Data in this exercise: Begin

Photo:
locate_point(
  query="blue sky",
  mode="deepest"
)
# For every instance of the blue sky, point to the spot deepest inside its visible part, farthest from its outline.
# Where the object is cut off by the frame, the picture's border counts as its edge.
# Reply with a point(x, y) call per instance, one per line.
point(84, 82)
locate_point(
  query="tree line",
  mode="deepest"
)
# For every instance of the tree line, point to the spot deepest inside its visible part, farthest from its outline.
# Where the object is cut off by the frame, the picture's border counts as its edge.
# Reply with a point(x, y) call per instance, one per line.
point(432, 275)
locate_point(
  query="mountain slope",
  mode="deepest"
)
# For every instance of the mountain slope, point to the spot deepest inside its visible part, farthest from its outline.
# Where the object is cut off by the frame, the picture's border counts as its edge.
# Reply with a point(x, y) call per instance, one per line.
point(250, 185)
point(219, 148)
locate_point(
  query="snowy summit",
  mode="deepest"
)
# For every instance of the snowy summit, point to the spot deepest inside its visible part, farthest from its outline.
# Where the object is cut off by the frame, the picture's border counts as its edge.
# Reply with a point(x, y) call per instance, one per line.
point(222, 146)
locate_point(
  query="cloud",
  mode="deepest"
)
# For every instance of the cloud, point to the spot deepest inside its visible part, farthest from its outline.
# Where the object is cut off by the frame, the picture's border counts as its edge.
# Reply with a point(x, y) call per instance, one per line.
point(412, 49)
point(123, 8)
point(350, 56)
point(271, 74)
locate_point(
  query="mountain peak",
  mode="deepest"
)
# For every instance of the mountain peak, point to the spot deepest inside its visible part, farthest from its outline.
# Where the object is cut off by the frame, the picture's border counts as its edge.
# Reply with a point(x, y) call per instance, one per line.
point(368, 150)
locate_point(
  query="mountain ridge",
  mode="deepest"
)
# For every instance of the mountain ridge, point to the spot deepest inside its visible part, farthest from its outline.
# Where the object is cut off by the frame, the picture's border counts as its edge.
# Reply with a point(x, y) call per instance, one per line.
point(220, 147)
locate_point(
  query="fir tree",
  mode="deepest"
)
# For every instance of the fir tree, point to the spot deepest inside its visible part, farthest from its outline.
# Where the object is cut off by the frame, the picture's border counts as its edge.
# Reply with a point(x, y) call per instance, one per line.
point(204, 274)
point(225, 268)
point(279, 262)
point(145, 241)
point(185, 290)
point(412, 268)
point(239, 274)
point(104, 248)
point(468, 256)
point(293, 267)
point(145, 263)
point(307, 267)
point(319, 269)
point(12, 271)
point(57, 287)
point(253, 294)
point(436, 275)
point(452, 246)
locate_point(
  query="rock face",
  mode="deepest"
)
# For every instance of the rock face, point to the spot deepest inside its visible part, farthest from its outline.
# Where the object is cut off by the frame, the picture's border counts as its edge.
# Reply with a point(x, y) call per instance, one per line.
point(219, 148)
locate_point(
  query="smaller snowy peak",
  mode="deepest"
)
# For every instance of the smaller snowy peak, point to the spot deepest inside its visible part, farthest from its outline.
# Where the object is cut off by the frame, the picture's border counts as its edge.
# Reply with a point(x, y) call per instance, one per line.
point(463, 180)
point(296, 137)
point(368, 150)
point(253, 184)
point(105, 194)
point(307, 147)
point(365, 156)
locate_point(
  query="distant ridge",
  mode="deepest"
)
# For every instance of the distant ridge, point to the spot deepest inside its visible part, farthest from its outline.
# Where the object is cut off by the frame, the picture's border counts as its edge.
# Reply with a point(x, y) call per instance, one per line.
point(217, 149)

Data in this exercise: End

#### What you should do
When you reply, retype each line exactly as it appears above.

#### Solution for this problem
Photo:
locate_point(
  query="blue sky",
  mode="deepest"
)
# For every instance of the blue sky, point to the spot deepest inside its visible part, farthest from its outline.
# Where the object is cut off by the frame, the picture's border counts as its edge.
# Reply with a point(x, y) call per instance, one per line.
point(84, 82)
locate_point(
  query="tree line",
  mode="deepest"
)
# For every instance of the tree line, point to the spot deepest inside its visible part, farthest from its outline.
# Where the object is cut off by the frame, the picture's border counts as its edge.
# Reply with a point(x, y) call per instance, one per line.
point(432, 275)
locate_point(
  query="mountain slope",
  mode="deepest"
)
# For every instance of the mountain slope, point to the spot deepest inside its visible part, farthest from its outline.
# Where the object is cut off by the frame, the picture's border counts as its edge.
# Reply with a point(x, y) call per instance, one per line.
point(250, 185)
point(219, 148)
locate_point(
  query="snowy summit",
  mode="deepest"
)
# For every instance of the snowy summit, point to the spot deepest inside its visible part, farthest from its outline.
# Where the object is cut off by the frame, the picture's border counts as its edge.
# Reply with a point(x, y) call per instance, one per line.
point(222, 146)
locate_point(
  query="cloud",
  mode="deepest"
)
# For every instance of the cloud, point to the spot deepest inside its visible part, farthest from its outline.
# Where the object is cut off by the frame, the picture's border counts as its edge.
# Reply with a point(x, y) call per instance, one per line.
point(412, 49)
point(123, 8)
point(350, 56)
point(271, 74)
locate_point(
  query="mountain peak",
  mode="deepest"
)
# For every instance of the mountain peak, point to the spot deepest inside its visible part, farthest from its outline.
# Where the object is cut off by the frame, the picture's border counts as its edge.
# Reply with a point(x, y) call per instance, one per line.
point(368, 150)
locate_point(
  query="mountain ridge",
  mode="deepest"
)
# For every instance of the mountain ridge, point to the spot deepest inside its visible part, farthest from its outline.
# Where the object is cut off by the frame, the picture's border counts as its edge.
# Reply with a point(x, y) call per instance, one per line.
point(220, 147)
locate_point(
  query="fir tree",
  mode="deepest"
)
# For every instance of the fir tree, point to the spot deepest inside its visible part, farthest from its outline.
# Where the object is cut off by the frame, the picture's border counts as its edge.
# Reply with a point(x, y) call per instance, one per line.
point(204, 274)
point(225, 268)
point(279, 262)
point(145, 241)
point(185, 290)
point(412, 268)
point(239, 274)
point(104, 248)
point(468, 256)
point(293, 267)
point(145, 263)
point(307, 267)
point(319, 269)
point(12, 271)
point(57, 287)
point(253, 294)
point(436, 275)
point(452, 246)
locate_point(
  query="rock face",
  mode="deepest"
)
# For every instance of the rock face, point to the spot deepest inside its visible part, farthest from its outline.
# Where the object is cut off by the frame, the picture's border counts as its edge.
# Reply with a point(x, y) call per instance, one per line.
point(219, 148)
locate_point(
  query="smaller snowy peak",
  mode="deepest"
)
# For every instance of the smaller snowy peak, point to the spot deepest inside its visible part, farthest from its outline.
# Where the object is cut off by the frame, the picture's border counts as its edge.
# Reply with a point(x, y) call per instance, one per line.
point(463, 180)
point(296, 137)
point(368, 150)
point(253, 184)
point(105, 194)
point(307, 147)
point(365, 156)
locate_point(
  query="distant ridge",
  mode="deepest"
)
# For every instance of the distant ridge, point to the spot deepest inside its visible part, farthest from its outline.
# Where the object is cut off by the frame, the picture's border counts as its edge.
# Reply with a point(x, y) call per instance, one per line.
point(217, 149)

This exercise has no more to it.